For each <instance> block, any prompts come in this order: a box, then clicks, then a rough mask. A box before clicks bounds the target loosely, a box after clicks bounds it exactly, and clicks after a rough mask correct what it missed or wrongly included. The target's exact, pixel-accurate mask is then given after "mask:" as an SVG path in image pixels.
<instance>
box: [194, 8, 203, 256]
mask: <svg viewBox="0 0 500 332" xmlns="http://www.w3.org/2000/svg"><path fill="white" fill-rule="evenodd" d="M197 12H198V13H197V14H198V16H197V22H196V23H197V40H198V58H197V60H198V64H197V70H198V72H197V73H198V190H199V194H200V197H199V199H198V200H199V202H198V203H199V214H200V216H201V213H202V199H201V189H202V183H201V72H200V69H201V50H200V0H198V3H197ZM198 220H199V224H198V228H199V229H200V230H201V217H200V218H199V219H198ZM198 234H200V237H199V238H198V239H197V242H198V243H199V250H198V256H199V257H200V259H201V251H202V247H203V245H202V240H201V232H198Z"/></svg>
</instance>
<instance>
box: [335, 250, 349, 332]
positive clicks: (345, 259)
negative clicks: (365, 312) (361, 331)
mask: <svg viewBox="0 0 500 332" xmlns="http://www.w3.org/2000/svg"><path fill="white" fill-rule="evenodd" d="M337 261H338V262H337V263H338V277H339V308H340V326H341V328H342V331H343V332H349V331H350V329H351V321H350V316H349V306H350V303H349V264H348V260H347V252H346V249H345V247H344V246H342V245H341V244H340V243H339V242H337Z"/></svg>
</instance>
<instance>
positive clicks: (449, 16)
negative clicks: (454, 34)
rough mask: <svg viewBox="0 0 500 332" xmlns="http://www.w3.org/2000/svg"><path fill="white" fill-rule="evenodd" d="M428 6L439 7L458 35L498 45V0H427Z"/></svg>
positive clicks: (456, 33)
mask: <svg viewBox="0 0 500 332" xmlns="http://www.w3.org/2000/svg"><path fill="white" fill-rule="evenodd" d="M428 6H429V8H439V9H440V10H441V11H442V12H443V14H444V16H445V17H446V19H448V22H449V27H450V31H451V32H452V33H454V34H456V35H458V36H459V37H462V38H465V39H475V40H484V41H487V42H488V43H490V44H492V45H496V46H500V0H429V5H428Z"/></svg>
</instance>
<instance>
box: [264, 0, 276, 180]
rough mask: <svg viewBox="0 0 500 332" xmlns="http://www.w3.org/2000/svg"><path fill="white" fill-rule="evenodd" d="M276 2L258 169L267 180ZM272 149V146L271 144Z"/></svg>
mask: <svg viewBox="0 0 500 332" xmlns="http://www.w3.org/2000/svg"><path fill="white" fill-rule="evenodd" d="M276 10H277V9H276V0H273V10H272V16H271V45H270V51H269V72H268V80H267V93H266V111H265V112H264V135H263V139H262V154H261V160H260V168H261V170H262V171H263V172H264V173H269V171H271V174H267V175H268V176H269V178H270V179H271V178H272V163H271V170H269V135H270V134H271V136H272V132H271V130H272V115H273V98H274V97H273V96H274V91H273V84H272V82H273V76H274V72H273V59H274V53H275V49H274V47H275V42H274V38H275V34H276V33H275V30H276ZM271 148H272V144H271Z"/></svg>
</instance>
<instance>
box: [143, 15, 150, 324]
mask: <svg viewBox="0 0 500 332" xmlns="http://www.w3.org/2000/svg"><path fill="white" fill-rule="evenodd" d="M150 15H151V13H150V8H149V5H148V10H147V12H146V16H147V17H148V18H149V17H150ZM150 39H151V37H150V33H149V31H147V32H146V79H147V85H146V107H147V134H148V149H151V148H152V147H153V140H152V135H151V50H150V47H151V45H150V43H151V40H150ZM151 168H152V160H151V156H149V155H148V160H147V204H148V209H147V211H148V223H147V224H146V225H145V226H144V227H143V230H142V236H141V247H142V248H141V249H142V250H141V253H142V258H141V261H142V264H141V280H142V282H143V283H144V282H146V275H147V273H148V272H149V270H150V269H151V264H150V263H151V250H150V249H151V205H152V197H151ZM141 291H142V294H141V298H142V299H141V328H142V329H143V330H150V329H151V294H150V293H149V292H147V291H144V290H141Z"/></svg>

================

-- Action item --
Update the lines starting at the first one and ending at the one containing "box: [194, 8, 203, 256]": replace every "box" with "rectangle" and change nothing else. Return only those lines.

-- Expected answer --
For each <instance> block, any prompts come in this order: a rectangle, then clicks, then a rough mask. A rectangle before clicks bounds the target loosely, a rectangle after clicks bounds it exactly, and clicks after a rough mask correct what it missed or wrongly included. The target's exact, pixel-accurate mask is then given after "mask:" as an SVG path in image pixels.
<instance>
rectangle: [194, 8, 203, 256]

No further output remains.